Exercise data ▸
——————————
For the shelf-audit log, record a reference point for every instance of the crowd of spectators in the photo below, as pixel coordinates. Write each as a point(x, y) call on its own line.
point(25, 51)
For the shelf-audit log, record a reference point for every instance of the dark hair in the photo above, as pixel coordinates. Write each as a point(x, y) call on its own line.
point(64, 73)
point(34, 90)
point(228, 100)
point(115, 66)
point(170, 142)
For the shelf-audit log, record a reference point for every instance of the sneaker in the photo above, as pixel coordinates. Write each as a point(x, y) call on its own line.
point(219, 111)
——————————
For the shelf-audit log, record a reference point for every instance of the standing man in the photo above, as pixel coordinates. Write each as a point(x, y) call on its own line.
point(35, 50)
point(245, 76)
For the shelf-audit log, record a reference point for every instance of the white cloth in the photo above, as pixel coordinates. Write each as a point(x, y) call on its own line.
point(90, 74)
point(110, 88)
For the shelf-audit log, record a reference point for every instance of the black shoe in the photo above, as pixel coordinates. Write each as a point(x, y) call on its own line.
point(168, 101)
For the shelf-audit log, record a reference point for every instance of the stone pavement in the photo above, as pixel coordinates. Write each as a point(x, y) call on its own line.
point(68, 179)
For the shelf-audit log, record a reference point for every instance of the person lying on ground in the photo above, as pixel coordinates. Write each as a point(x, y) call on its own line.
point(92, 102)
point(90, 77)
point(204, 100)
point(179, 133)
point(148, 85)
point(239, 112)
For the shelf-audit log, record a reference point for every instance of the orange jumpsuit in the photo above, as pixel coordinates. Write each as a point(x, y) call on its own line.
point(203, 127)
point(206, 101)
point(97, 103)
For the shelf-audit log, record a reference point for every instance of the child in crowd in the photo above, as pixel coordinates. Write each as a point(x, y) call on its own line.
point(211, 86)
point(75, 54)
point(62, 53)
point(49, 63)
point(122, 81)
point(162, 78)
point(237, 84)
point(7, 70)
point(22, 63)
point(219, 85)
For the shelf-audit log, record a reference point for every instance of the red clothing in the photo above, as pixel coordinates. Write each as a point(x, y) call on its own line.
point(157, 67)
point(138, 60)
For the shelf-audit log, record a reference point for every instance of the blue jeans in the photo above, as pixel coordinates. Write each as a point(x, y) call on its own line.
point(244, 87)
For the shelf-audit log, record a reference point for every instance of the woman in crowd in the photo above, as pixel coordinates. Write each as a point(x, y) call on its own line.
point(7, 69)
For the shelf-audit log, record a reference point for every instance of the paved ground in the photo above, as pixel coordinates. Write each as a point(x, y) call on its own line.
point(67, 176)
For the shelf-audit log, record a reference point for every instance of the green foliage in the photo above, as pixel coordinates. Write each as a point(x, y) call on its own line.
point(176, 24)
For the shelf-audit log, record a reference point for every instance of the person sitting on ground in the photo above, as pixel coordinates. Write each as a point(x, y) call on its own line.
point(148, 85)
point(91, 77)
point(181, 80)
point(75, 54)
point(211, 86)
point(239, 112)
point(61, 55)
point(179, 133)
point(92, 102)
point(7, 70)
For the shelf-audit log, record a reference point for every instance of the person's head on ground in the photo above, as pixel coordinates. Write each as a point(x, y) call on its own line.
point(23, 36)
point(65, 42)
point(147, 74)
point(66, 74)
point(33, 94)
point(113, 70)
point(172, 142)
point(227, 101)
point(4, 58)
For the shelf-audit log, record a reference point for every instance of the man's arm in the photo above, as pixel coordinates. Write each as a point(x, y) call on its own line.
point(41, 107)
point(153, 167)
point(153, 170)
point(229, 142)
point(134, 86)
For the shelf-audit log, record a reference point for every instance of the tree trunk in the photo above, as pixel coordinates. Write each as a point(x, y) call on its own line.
——————————
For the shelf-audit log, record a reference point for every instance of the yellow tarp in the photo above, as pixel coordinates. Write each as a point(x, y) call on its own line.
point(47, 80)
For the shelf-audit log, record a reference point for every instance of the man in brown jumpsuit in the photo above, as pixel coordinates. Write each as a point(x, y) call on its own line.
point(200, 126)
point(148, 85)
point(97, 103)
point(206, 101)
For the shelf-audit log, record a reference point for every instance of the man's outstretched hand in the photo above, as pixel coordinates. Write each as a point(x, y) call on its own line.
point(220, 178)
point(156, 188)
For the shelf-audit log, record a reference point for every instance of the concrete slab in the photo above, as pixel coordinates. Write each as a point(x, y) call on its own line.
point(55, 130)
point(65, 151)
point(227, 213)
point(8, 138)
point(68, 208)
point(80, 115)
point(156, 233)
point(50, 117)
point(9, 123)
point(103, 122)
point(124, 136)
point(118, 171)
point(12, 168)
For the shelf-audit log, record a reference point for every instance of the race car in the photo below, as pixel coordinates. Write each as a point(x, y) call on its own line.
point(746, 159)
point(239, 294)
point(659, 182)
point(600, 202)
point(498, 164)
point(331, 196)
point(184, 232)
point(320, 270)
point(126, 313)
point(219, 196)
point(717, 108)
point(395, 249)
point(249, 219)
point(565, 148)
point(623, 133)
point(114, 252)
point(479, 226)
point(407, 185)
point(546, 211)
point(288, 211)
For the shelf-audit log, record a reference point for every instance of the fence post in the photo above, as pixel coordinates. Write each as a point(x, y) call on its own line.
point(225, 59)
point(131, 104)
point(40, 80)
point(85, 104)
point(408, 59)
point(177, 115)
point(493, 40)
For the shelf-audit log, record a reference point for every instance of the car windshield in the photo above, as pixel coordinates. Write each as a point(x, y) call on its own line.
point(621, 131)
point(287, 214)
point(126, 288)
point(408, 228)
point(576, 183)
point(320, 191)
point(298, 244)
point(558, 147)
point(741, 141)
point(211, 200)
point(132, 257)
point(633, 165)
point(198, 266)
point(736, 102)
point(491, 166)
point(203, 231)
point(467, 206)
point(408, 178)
——————————
What is needed ▸ Rewrite the part that opens with the line containing "the man's outstretched" and closes with the line containing "point(156, 188)", changing "outstretched hand" to "raised hand" and leaving everything else unchanged.

Worked answer ▸
For the shelf-audit log, record a reference point for every instance of the man's raised hand in the photo above, as pixel coordinates. Write each as a point(x, y) call on its own line.
point(220, 178)
point(156, 188)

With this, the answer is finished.